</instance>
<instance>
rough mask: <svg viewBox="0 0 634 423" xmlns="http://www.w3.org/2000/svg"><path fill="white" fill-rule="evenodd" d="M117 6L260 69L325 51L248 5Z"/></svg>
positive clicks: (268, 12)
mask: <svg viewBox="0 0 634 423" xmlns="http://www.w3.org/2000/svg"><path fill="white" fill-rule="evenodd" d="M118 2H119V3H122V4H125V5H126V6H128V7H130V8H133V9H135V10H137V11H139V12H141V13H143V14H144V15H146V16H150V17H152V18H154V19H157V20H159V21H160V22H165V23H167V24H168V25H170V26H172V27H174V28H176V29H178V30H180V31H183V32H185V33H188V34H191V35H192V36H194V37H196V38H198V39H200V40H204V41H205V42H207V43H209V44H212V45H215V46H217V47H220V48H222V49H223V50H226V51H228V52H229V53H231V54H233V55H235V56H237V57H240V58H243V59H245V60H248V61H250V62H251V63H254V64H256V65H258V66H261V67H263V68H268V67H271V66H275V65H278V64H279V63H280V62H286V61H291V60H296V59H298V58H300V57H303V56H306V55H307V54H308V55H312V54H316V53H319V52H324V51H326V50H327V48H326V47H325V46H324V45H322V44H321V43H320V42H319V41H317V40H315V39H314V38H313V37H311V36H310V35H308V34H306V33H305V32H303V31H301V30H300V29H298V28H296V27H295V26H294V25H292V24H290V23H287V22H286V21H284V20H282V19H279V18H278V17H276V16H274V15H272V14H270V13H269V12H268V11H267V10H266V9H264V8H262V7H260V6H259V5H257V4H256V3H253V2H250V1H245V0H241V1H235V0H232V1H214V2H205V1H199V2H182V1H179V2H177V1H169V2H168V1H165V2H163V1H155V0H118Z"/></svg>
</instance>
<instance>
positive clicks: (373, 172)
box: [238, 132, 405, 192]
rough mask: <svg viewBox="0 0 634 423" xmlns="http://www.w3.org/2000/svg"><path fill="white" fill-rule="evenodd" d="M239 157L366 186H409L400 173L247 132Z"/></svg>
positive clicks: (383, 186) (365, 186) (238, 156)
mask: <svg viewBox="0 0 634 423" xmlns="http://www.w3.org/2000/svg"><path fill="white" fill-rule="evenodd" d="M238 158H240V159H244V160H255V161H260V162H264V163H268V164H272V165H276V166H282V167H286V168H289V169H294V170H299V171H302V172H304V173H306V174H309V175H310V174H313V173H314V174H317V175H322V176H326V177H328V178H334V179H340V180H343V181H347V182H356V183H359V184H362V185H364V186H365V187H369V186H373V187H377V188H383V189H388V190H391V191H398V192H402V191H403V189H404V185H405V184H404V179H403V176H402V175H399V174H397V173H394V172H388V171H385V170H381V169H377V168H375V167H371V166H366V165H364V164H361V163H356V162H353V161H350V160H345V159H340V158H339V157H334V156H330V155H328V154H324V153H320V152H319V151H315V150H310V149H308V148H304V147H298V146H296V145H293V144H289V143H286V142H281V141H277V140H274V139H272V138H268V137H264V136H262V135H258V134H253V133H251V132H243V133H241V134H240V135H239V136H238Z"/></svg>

Description of the task: Gather each line from the listing above that holds "rough".

Answer to the problem:
rough mask: <svg viewBox="0 0 634 423" xmlns="http://www.w3.org/2000/svg"><path fill="white" fill-rule="evenodd" d="M117 6L260 69L325 51L248 5Z"/></svg>
rough mask: <svg viewBox="0 0 634 423" xmlns="http://www.w3.org/2000/svg"><path fill="white" fill-rule="evenodd" d="M239 157L366 186H409L400 173L247 132Z"/></svg>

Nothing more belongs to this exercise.